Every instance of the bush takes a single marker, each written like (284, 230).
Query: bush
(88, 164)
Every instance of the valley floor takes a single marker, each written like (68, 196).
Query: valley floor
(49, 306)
========
● **Exercise requirements**
A faithful copy is required of the lines from the one with "Query: bush" through the last line of the data; please add nothing.

● **Written solution**
Query: bush
(88, 164)
Every instance of the valley floor takes a single marker, each written like (68, 196).
Query: valley floor
(49, 306)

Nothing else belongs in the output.